◆ QUOTED TEXT:
Another complicating feature in the Taiwan factor is that Taiwan (whose official name is the Republic of China, or ROC) is not a party to the LOS Convention. This was the result of the ROC’s expulsion 43 from the United Nations in 1972 under General Assembly Resolution 2758, when the PRC took over its seat in the UN. Hence it was precluded from all United Nations activities, including negotiations leading toward the conclusion of the LOS Convention. The punch line is: Is Taiwan bound by the LOS Convention? This is not just a tantalizing academic question. Its practical implication is: What law, if not the LOS Convention, should govern maritime boundaries between Taiwan and Japan, such as Diaoyutai Senkaku. Although Taiwan (under the name of the ROC) is a party to the 1958 Convention on the Continental Shelf, that Convention is not as comprehensive as the 1982 LOS Convention. For instance, it has nothing to say on issues like territorial sea and EEZ. By the same token, what law should govern the maritime boundaries between Taiwan and mainland China (other than ad hoc bilateral agreements or understandings as a ‘‘domestic’’ matter)? Furthermore, because Beijing considers Taiwan a renegade province of China, is international law relevant in the event of maritime territorial bickering between them? In any event, the mainland–Taiwan rivalry further complicates the PRC–Japan boundary disputes in the East China Sea, only making solutions more difficult.

Prospects for a Resolution of the Dispute? As seen earlier, the stakes are high, the issues in contention are very much entangled, and the positions of the parties are widely apart and hopelessly entrenched. Under the circumstances, what are the chances of a peaceful resolution of the dispute? As member states of the United Nations, China and Japan are required to settle all their disputes by peaceful means under Article 2(3) of the UN Charter. Likewise, Article 279 of the LOS Convention requires that all states party to the convention settle their disputes concerning the interpretation or application of the convention by peaceful means. The same article makes a reference to the means of peaceful settlement suggested in Article 33(1) of the UN Charter, which include negotiation, inquiry, mediation, conciliation, arbitration, judicial settlement, and so on. Furthermore, under Article 280, the parties may settle their disputes by ‘‘any peaceful means’’ they choose. The modern history of the peaceful settlement of disputes since the Hague Conferences of 1898 and 1907 seems to suggest that direct negotiation is the most preferred mode chosen by states seeking a peaceful settlement of their disputes. The usual reason is that states feel they have more control of the situation when engaged in direct negotiation.

◆ TASKS FOR THIS EXERCISE:
**a.** Do the following statements agree with the passage on the East China Sea dispute? Answer yes or no to each, and quote the words from the passage that decide it. (i) Taiwan is a party to the 1958 Convention on the Continental Shelf. (ii) The 1958 Convention on the Continental Shelf addresses the exclusive economic zone. (iii) Under Article 280, parties to the LOS Convention may settle their disputes only by the means listed in Article 33(1) of the UN Charter.
**b.** Extend the passage on the East China Sea dispute with a few sentences that pick up right after its final line.

◆ RAW RECORDS:
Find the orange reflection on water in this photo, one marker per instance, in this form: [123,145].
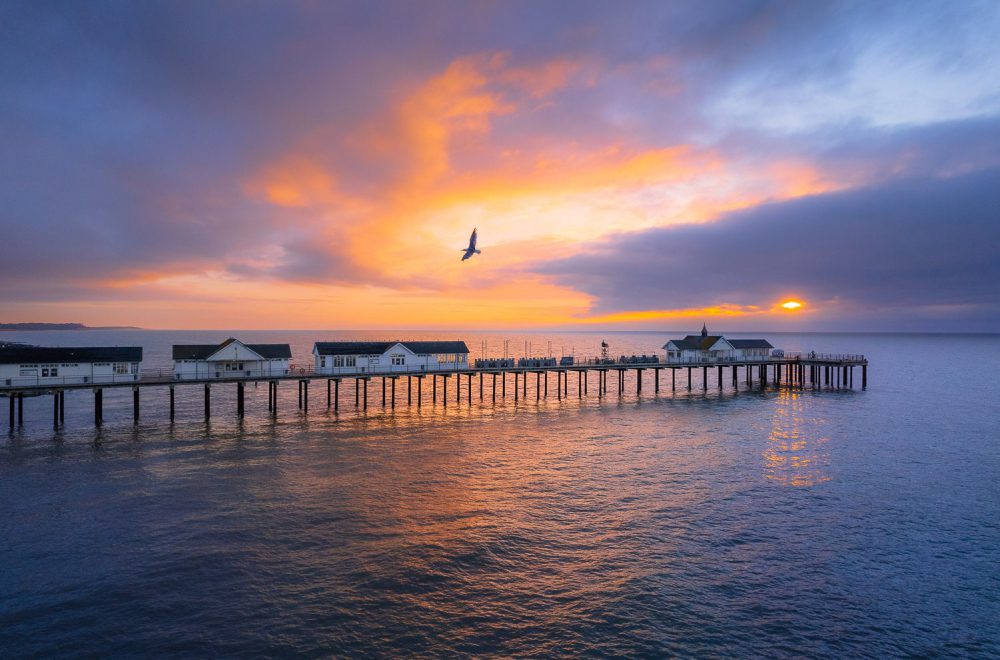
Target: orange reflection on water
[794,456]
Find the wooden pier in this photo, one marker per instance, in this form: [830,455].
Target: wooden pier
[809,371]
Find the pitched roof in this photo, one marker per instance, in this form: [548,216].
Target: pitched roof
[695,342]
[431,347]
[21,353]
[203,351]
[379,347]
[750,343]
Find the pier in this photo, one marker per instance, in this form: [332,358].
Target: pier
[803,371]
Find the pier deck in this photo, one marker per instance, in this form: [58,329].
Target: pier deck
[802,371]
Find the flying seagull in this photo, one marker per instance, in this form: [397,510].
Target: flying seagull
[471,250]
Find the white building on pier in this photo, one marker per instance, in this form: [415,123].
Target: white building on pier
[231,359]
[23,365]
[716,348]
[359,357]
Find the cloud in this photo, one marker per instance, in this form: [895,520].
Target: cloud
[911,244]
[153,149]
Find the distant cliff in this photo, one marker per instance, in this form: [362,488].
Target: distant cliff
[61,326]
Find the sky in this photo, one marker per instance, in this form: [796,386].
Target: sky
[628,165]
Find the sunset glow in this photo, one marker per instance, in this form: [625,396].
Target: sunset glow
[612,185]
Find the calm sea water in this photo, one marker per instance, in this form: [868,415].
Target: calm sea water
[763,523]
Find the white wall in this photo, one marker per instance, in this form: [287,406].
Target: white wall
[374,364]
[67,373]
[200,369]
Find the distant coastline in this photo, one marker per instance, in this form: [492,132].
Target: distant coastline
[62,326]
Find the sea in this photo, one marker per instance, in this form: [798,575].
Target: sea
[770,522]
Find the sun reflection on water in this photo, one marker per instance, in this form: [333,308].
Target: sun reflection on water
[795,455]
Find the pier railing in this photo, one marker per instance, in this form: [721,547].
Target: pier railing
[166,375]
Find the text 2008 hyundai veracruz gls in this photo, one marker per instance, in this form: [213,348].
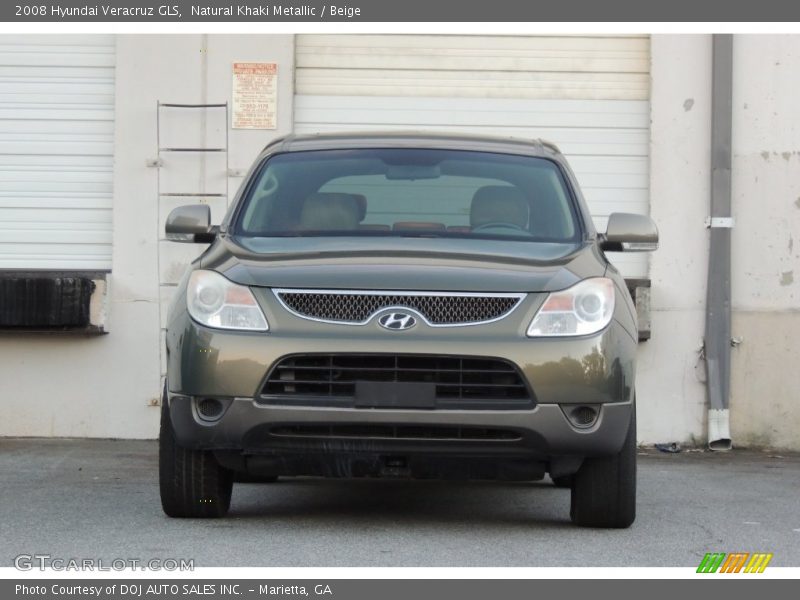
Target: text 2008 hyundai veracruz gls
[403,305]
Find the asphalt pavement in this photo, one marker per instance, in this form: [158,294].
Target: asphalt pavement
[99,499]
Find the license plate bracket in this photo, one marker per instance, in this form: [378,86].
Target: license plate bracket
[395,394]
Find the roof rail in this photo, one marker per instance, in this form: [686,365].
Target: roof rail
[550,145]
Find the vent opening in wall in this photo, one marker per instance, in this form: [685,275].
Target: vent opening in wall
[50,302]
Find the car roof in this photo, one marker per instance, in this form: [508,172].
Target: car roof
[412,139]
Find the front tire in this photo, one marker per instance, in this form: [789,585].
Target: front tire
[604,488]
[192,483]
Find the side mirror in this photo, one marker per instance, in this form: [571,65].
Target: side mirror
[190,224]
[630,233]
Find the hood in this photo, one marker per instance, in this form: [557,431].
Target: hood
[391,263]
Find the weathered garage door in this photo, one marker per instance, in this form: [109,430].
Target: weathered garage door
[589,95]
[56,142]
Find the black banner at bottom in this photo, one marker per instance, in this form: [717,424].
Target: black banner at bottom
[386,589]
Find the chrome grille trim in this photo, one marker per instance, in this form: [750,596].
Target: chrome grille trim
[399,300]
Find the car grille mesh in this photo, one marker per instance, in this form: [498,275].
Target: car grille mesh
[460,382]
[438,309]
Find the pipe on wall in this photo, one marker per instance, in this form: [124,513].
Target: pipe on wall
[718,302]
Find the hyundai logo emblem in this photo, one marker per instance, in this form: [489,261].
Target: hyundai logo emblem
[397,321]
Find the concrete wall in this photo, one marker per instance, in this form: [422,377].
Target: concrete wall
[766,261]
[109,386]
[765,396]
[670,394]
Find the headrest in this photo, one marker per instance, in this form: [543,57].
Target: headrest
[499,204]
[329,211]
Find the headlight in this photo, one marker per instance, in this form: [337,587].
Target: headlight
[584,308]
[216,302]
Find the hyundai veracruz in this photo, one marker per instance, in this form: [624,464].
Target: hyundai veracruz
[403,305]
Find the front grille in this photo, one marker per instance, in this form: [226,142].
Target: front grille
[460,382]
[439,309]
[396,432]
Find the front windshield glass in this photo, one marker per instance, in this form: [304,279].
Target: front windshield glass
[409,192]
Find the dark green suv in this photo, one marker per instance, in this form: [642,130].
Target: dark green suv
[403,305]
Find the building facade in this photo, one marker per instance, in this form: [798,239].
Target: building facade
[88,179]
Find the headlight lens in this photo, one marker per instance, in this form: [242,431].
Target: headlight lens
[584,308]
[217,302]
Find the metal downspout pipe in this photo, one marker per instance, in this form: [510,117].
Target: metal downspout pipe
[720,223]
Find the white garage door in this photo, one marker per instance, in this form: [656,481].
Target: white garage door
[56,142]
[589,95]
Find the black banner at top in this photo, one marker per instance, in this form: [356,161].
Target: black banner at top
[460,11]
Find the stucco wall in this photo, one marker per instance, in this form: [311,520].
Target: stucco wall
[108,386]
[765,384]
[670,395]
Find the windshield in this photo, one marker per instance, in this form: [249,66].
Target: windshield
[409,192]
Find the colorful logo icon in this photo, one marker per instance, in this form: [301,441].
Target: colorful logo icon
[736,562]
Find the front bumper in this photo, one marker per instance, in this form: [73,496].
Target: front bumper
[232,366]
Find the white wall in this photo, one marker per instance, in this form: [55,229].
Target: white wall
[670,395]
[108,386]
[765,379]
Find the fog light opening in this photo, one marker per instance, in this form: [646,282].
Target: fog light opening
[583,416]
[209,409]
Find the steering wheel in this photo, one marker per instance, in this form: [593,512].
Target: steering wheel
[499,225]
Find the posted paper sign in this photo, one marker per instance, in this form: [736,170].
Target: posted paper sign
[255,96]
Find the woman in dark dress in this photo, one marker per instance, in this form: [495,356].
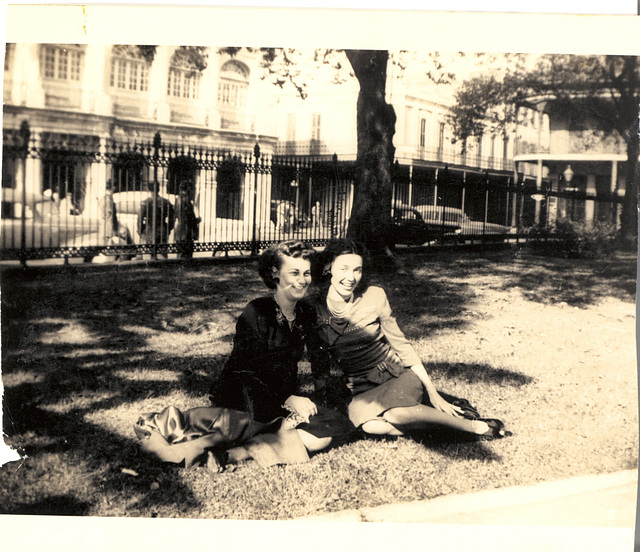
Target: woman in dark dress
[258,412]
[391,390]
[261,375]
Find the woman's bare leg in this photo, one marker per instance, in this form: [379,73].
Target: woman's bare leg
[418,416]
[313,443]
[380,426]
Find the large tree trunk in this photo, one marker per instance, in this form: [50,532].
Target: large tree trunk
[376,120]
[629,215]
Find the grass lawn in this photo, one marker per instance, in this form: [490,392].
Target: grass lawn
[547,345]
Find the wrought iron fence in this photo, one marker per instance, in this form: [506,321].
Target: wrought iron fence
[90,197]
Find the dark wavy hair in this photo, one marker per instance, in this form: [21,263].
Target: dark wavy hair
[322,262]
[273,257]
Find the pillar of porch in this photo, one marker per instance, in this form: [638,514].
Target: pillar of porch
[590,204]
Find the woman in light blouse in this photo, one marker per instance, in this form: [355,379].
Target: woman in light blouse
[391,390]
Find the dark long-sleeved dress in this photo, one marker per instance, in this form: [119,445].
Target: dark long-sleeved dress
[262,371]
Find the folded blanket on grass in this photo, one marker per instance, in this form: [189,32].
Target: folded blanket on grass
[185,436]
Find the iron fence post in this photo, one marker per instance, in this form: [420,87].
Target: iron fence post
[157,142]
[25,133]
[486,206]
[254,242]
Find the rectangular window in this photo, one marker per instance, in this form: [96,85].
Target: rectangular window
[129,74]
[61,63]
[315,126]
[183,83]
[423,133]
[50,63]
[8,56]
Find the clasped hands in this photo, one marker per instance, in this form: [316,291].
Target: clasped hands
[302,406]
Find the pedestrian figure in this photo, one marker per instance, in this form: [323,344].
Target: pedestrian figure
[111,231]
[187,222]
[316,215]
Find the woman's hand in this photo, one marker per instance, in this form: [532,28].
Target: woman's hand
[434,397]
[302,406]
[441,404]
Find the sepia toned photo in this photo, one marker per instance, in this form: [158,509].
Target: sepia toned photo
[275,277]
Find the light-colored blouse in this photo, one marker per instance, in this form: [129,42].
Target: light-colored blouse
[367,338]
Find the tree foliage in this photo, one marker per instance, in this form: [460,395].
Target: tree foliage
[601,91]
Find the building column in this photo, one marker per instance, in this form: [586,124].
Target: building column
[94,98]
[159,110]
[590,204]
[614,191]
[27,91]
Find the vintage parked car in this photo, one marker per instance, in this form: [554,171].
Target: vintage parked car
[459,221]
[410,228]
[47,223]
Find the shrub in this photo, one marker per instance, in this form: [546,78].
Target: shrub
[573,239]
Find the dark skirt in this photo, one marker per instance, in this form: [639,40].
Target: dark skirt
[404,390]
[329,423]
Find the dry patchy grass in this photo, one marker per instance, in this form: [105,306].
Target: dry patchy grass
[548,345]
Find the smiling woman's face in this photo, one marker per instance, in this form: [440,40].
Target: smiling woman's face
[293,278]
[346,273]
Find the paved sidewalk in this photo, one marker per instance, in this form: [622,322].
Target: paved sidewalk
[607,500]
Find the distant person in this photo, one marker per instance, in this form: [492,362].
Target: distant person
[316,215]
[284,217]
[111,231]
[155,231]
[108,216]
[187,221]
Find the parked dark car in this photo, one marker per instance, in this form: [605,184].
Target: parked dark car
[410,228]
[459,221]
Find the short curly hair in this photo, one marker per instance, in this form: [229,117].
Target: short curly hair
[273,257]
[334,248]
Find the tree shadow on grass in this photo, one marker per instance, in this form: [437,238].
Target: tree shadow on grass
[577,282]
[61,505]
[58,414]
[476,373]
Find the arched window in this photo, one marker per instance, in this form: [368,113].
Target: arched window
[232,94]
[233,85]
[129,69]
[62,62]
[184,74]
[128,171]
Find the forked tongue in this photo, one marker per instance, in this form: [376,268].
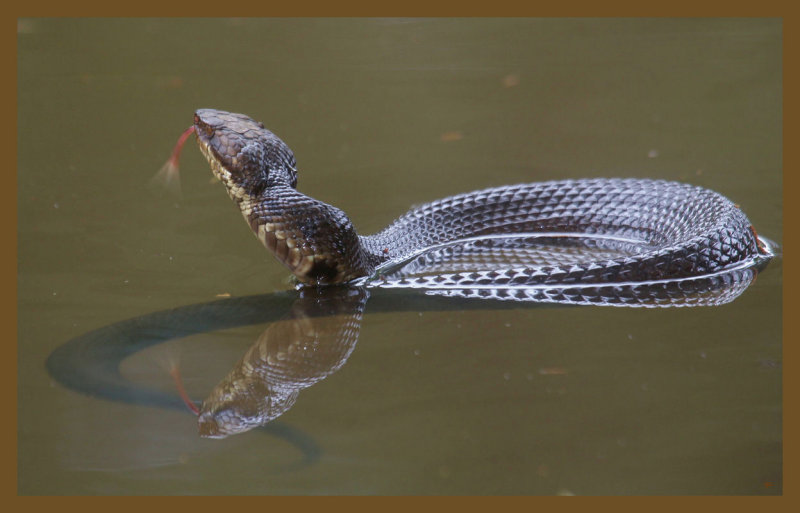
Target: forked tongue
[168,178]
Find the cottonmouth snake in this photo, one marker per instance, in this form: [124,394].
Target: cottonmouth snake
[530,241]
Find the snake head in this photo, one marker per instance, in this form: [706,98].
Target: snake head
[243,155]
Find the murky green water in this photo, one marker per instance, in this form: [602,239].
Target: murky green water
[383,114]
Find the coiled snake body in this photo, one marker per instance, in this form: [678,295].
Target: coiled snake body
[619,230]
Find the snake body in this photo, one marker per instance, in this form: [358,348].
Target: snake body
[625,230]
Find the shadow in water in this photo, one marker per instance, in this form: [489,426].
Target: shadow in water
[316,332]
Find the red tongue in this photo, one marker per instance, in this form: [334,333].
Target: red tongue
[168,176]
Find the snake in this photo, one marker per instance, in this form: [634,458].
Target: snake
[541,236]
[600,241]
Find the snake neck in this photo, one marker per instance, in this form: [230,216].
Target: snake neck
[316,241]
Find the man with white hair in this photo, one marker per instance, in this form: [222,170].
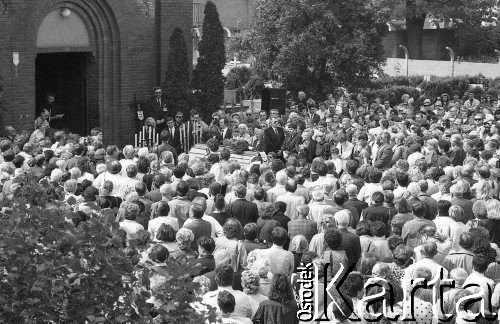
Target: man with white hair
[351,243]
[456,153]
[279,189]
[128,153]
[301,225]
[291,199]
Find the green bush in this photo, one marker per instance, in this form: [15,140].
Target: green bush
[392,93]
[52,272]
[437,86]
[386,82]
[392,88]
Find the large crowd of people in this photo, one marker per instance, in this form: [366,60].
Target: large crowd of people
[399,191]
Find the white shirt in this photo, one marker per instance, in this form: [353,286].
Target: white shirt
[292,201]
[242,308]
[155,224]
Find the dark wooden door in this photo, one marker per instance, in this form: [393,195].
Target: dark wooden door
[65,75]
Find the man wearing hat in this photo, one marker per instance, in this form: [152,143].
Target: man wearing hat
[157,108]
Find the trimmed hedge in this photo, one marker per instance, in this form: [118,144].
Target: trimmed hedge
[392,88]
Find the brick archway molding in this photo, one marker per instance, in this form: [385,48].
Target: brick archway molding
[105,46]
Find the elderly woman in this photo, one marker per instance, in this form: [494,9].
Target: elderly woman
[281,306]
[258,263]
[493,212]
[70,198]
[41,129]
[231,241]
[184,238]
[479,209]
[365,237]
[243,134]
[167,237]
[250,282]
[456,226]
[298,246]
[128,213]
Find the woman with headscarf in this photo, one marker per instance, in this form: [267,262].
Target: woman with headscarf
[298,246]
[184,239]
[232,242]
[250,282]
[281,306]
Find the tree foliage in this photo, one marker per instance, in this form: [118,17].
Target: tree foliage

◆ OUTPUTS IN ORDER:
**a.**
(i) Yes: "Taiwan (under the name of the ROC) is a party to the 1958 Convention on the Continental Shelf"
(ii) No: "it has nothing to say on issues like territorial sea and EEZ"
(iii) No: "under Article 280, the parties may settle their disputes by ‘‘any peaceful means’’ they choose"

**b.**
China and Japan, in their quarrels on howthe Law of the Sea should be applied to the delimitation of their maritime boundaries in the East China Sea south of the 30th parallel, are reasonably expected to prefer direct negotiations. However, a preliminary review of their disparate positions and the issues in contention, including some already alluded to earlier, seems to suggest many insurmountable obstacles. For example, as noted before, the first obstacle to overcome is to reconcile the two equally applicable principles enshrined in the LOS convention for delimiting maritime boundaries: the natural prolongation of the continental shelf and the extent of the exclusive economic zone. The geomorphology of the East China Sea region in contention is unique in that it encompasses two opposite states, one of which is a continental mainland, the other, an island chain cut off by a number of water gaps. Although China, following the natural prolongation principle, can claim that its continental shelf continues through the 200-meter isobath all the way to the Sino-Ryukyu Trough (Okinawa Trough), where the gentle slope of the shelf drops to 2,300 meters deep, it is not clear how Japan can claimthe OkinawaTroughas a natural prolongation of its coast. In other words, there is no compatibility between the two opposite coasts.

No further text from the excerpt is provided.